AUFGABENSTELLUNG: Wie lauten die folgenden Zeilen, wenn du „side mirror“ überall in „wing mirror“ umbenennst und sonst nichts veränderst?
═══ GEGEBENE DATEN ═══
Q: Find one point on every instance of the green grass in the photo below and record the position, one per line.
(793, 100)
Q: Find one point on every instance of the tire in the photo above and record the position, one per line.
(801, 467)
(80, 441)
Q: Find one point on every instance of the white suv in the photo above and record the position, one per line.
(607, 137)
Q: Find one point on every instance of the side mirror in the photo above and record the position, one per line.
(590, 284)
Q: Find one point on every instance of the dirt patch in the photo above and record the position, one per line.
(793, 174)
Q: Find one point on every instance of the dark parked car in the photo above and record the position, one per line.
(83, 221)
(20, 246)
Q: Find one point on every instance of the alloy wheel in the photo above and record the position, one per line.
═══
LÖSUNG:
Q: Find one point on every instance of the green grass in the photo below and record the position, one per line.
(793, 100)
Q: Find one point on every instance of the tire in the photo above and record the position, one per line.
(801, 467)
(80, 441)
Q: Find one point on every instance of the white suv in the photo above and record the position, one per line.
(607, 137)
Q: Find one point on every instance of the wing mirror in the photo above and record the position, one per line.
(590, 284)
Q: Find one point on every instance of the dirt patch in the photo above and record the position, one per line.
(793, 174)
Q: Find one point on every instance of the dark parked car in the photo above and record the position, one per line.
(83, 221)
(20, 246)
Q: Find one point on every instance of the alloy wheel in the photo above and record the position, one per line.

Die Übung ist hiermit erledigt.